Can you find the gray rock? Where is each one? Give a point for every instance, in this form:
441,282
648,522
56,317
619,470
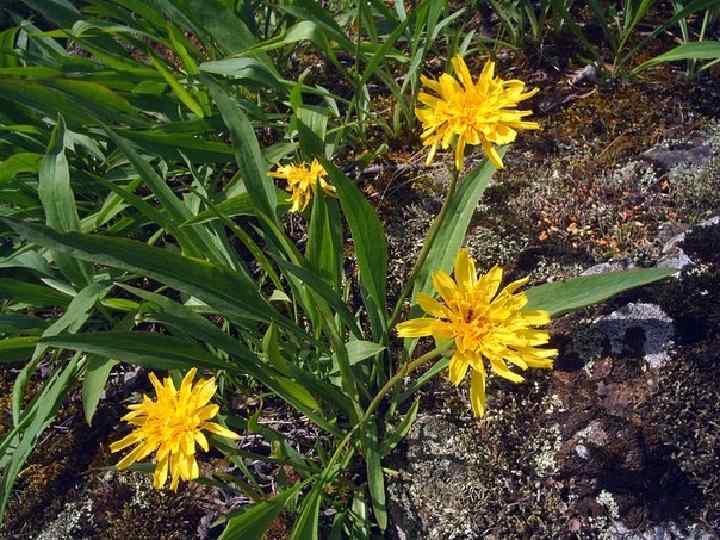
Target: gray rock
673,255
656,332
609,266
697,152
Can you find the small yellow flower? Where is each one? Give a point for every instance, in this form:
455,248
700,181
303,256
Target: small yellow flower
475,113
170,426
483,324
301,181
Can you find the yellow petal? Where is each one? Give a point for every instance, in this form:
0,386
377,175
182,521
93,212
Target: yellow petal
477,392
464,269
429,305
131,458
419,327
499,367
536,317
457,368
186,385
445,286
204,391
492,155
206,412
201,440
160,474
462,71
217,429
126,441
490,282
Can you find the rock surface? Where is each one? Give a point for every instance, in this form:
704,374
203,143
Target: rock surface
620,441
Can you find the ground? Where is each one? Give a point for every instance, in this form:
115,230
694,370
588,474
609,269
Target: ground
604,443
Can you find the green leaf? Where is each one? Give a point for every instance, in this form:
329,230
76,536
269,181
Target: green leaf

- [Directive]: Write out all of the records above line for line, changing nothing, and leave the pictures out.

- [Reply]:
Can you find the gray rock? Where is each one? Give a point for every instance, in this form:
441,282
648,522
56,317
619,470
Target: gray rock
673,255
656,332
609,266
697,152
Can you find the small yellow flower? Where is each one? Give a point for every instance, in this form:
455,248
700,181
303,256
Target: small yellow flower
475,113
170,426
483,324
301,181
Can you find the yellow petal? Where is each one? Give a point for every instance, in this form:
0,386
377,175
182,521
93,212
Target: yellow petal
477,392
464,269
429,305
131,458
419,327
499,367
536,317
457,368
186,385
445,286
204,391
492,155
206,412
201,440
160,474
462,71
217,429
126,441
490,282
Can you find the rock surface? Where is each one? Give a point for every instance, in this form:
704,374
203,143
Target: rock surface
620,441
Can you find the ground? Where is each one? Give a point for every instance, in this form:
115,230
694,370
588,474
609,269
Target: ground
604,443
Can you find the green leaf? Where is each one? Give a point for every instance, in this form:
329,230
76,536
269,181
Target: green leaf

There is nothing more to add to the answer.